TASK OBJECTIVE - Copy every line from the one containing "For the audit, pick out each instance of the person" through the end of the data, keeping all other text unchanged and adding -117 to each pixel coordinate.

RECORDS TO USE -
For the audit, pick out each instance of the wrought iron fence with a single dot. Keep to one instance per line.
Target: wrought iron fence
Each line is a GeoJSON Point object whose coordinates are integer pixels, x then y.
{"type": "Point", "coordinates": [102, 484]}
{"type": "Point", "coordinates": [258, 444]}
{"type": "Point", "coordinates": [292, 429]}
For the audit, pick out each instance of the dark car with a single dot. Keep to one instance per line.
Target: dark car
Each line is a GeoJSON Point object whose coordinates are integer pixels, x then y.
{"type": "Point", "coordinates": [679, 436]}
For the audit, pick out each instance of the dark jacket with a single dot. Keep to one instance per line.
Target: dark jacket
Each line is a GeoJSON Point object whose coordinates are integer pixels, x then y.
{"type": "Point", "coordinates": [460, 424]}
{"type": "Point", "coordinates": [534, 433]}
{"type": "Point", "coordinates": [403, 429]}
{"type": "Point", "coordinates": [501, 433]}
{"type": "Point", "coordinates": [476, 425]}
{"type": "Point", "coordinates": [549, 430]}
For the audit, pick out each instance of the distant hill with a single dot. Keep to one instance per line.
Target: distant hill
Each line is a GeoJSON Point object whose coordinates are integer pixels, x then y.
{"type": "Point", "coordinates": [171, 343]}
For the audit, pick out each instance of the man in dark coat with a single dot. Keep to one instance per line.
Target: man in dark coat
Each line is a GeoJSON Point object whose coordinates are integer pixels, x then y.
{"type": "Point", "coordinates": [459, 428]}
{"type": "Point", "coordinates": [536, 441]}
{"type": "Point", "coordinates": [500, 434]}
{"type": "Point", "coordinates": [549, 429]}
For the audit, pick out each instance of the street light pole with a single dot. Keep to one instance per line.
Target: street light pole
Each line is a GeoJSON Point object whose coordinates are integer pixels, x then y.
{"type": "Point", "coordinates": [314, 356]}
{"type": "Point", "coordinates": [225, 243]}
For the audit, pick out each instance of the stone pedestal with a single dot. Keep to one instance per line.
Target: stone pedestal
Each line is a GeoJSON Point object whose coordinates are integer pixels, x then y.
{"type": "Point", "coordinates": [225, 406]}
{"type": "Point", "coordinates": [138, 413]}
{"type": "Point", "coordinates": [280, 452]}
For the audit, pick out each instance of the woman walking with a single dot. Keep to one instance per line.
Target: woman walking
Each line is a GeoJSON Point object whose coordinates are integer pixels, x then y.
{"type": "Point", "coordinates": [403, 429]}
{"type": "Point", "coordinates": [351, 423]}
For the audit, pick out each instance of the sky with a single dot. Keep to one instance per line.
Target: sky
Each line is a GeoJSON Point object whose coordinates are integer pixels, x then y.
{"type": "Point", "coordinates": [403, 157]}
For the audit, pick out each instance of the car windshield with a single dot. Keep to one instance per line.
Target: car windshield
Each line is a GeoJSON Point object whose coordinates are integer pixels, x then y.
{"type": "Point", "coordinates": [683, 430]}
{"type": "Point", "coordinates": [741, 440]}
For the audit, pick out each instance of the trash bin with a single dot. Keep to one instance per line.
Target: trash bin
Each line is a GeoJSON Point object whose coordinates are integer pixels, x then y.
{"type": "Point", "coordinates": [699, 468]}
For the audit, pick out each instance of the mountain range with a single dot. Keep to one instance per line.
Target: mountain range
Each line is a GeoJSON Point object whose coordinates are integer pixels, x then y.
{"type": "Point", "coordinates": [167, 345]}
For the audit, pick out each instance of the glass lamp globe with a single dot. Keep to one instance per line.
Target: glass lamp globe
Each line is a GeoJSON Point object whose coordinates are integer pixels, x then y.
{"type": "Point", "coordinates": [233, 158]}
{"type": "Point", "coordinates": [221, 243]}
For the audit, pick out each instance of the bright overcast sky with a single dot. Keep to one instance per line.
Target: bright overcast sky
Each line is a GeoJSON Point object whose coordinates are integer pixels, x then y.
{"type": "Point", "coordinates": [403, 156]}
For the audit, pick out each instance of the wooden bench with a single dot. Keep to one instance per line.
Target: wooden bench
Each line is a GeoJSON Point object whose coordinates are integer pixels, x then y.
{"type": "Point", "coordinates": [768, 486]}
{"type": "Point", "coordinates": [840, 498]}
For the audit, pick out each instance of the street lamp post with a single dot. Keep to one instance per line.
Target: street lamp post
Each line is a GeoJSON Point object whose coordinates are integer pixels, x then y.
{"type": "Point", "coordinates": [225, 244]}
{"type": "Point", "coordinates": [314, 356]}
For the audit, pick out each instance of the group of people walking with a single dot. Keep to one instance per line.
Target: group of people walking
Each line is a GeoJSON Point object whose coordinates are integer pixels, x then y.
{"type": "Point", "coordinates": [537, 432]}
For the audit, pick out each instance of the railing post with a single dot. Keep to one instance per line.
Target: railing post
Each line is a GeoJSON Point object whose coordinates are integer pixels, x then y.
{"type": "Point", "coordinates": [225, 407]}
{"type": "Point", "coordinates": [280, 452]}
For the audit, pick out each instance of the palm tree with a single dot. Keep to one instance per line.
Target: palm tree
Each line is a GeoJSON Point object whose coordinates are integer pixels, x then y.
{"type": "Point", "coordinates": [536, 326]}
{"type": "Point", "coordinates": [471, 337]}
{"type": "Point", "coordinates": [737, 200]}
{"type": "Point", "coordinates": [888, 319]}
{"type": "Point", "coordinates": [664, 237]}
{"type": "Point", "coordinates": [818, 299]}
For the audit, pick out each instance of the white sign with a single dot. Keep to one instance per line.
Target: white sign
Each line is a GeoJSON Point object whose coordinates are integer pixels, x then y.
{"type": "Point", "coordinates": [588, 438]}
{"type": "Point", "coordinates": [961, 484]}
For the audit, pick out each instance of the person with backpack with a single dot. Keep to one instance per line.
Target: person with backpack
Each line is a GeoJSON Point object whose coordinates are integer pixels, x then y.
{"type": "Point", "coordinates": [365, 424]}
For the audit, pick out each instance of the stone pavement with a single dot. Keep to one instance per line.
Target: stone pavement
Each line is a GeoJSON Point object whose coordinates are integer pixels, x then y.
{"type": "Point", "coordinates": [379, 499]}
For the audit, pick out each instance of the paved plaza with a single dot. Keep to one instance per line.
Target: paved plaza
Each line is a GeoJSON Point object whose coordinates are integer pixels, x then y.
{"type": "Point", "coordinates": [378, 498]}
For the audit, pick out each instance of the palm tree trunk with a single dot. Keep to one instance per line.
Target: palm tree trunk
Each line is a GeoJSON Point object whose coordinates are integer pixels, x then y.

THE SOLUTION -
For the audit, pick out each instance of the person with backpack with a single dot. Keep to one instance per line.
Target: person with backpack
Each line is a GeoJSON Point object whose coordinates are integer pixels, x then y.
{"type": "Point", "coordinates": [248, 307]}
For the audit, pick out each instance of the stone pavement with a single dot. Keep to one instance per line.
Target: stone pavement
Each line is a GeoJSON Point object whose coordinates are integer pixels, x then y.
{"type": "Point", "coordinates": [262, 382]}
For the audit, pick out each instance of the paved plaza with a single dot. Keep to one instance per line.
Target: paved plaza
Each line is a GeoJSON Point object whose coordinates are integer pixels, x then y.
{"type": "Point", "coordinates": [261, 381]}
For the audit, pick out each instance of the palm tree trunk with a single dot. Keep to one instance per line.
Target: palm tree trunk
Each line is a GeoJSON Point object whose coordinates are integer pixels, x then y.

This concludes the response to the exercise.